# WHAT TO PRODUCE
Word for word, output every line of the material below, minus pictures.

# RECORDS FOR THIS EXERCISE
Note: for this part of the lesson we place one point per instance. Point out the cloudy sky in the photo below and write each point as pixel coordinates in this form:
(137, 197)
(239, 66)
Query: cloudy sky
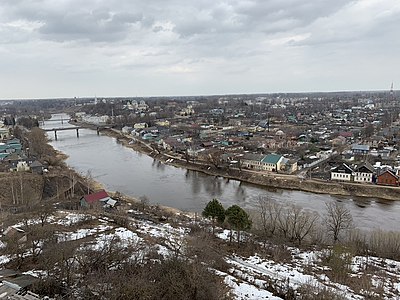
(67, 48)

# SOLUTION FOR THIS EXERCISE
Note: for this part of the lesson we place one point per instance. Point out the cloudy sky in the photo below and write each point as pixel coordinates in this form:
(137, 197)
(239, 66)
Query: cloudy sky
(67, 48)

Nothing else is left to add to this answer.